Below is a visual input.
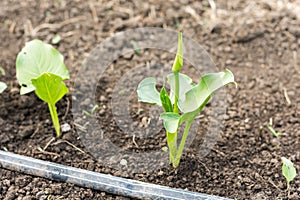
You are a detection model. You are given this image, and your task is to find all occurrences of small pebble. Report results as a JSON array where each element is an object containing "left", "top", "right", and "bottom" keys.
[
  {"left": 100, "top": 95, "right": 106, "bottom": 102},
  {"left": 120, "top": 159, "right": 127, "bottom": 166},
  {"left": 61, "top": 123, "right": 71, "bottom": 133}
]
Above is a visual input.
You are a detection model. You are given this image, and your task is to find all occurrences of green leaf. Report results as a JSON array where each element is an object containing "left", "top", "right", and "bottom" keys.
[
  {"left": 178, "top": 69, "right": 236, "bottom": 113},
  {"left": 31, "top": 73, "right": 68, "bottom": 105},
  {"left": 137, "top": 77, "right": 161, "bottom": 106},
  {"left": 282, "top": 157, "right": 297, "bottom": 184},
  {"left": 172, "top": 32, "right": 183, "bottom": 72},
  {"left": 16, "top": 39, "right": 69, "bottom": 95},
  {"left": 160, "top": 87, "right": 173, "bottom": 112},
  {"left": 159, "top": 112, "right": 181, "bottom": 133},
  {"left": 0, "top": 82, "right": 7, "bottom": 93},
  {"left": 168, "top": 73, "right": 193, "bottom": 104}
]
◆ ◆ ◆
#### WHAT YOU SHOULD DO
All of the material above must be given again verbatim, except for the pictures.

#### ANSWER BOX
Below is a visual input.
You are a detection model. You are given this image, and your task is to find all occurrences of small pebble. Report results as a JSON array where each element is an object containing "left", "top", "right", and "bottom" keys.
[
  {"left": 100, "top": 95, "right": 106, "bottom": 102},
  {"left": 120, "top": 159, "right": 127, "bottom": 166},
  {"left": 61, "top": 123, "right": 71, "bottom": 133}
]
Above is a visual input.
You are a detection model. You are given this image, and your task is to find all occurrences of green leaf. Report results as a JSON array where each element is an object containing "left", "top", "right", and "bottom" keys.
[
  {"left": 178, "top": 69, "right": 236, "bottom": 113},
  {"left": 31, "top": 73, "right": 68, "bottom": 105},
  {"left": 137, "top": 77, "right": 161, "bottom": 106},
  {"left": 282, "top": 157, "right": 297, "bottom": 184},
  {"left": 172, "top": 32, "right": 183, "bottom": 72},
  {"left": 16, "top": 39, "right": 69, "bottom": 95},
  {"left": 160, "top": 87, "right": 173, "bottom": 112},
  {"left": 159, "top": 112, "right": 181, "bottom": 133},
  {"left": 0, "top": 82, "right": 7, "bottom": 93},
  {"left": 168, "top": 73, "right": 193, "bottom": 104}
]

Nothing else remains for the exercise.